• JOB: Find each line in the rows below that contains the word "element", and copy those lines in full.

• GIVEN RECORDS:
[start]
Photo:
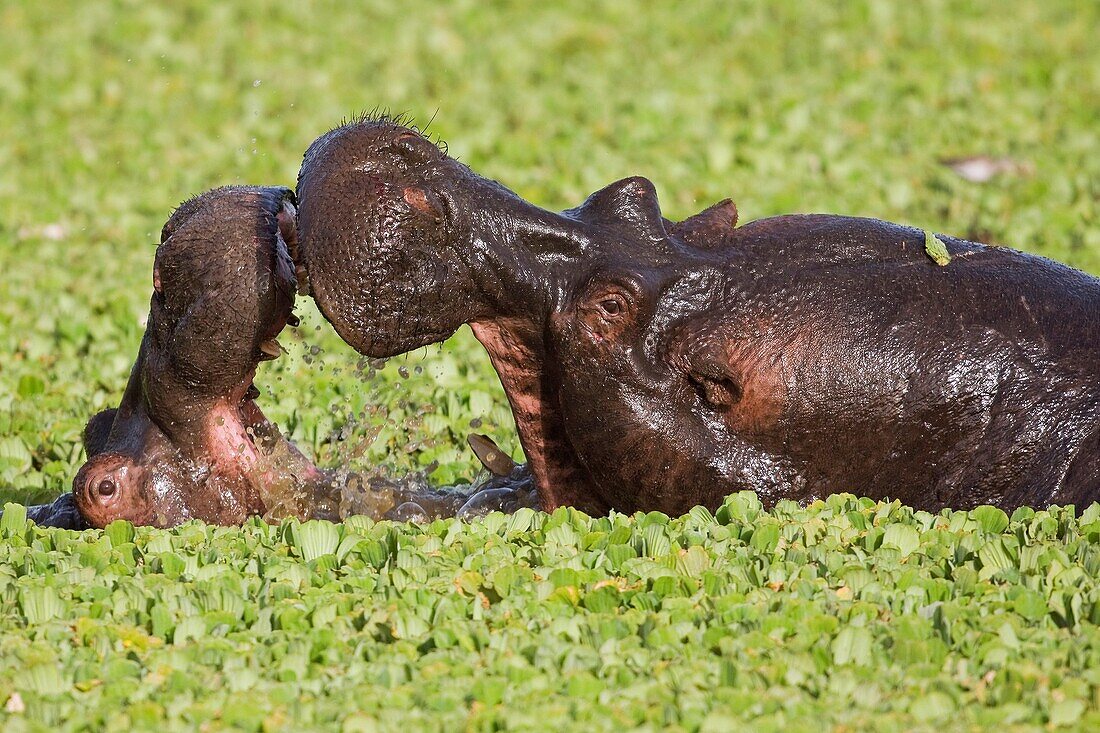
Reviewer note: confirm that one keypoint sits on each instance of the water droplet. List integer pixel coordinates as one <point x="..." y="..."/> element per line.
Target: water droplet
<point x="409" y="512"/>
[end]
[start]
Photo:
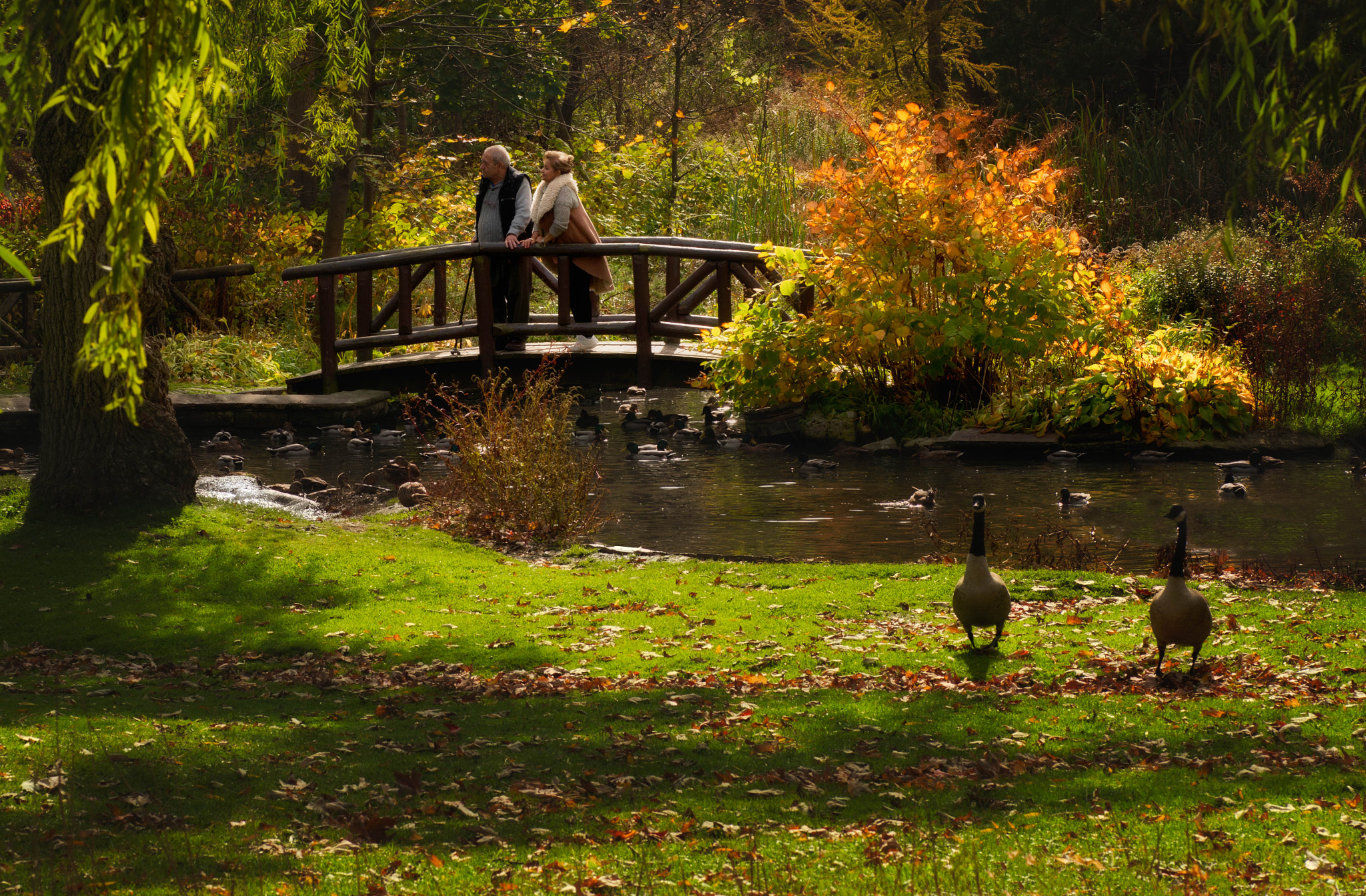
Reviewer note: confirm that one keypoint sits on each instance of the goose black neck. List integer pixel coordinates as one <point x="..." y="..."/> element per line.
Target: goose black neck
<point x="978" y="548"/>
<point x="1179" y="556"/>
[end]
[start]
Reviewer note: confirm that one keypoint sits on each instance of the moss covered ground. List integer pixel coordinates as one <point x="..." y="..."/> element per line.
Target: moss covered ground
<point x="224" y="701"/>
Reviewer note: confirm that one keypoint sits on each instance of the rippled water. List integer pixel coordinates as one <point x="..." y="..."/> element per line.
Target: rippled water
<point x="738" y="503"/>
[end]
• FINAL ANSWER:
Reviewer note: confirm that one keypoint sits on each instance of the water droplet. List integer pixel coordinates as one <point x="..." y="..."/> element per line.
Reviewer note: confirm that one keypoint sits on each instance of the goose black neck. List integer pixel coordinates as one <point x="..." y="..."/> element per line.
Reviewer note: confirm that one keypoint sits on each instance of the moss covered ground. List integer pixel coordinates as one <point x="..." y="..."/> element per line.
Reviewer note: confirm that one keypoint sits on each instance of the rippled water. List integer pixel coordinates as one <point x="..." y="..."/> element per line.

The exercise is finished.